● **Gespeicherte Daten**:
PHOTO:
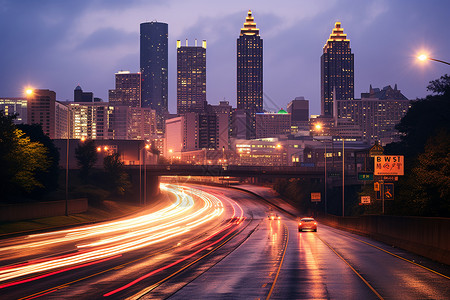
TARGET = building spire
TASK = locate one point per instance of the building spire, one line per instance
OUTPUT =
(249, 25)
(336, 35)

● **Deine Aufgabe**: Gib bitte alle obigen Daten Zeile für Zeile unverändert wieder, lass dabei aber die Bilder weg.

● **Aufgabenergebnis**:
PHOTO:
TARGET = building spire
TASK = locate one point per instance of the building spire, one line per instance
OUTPUT =
(249, 25)
(336, 35)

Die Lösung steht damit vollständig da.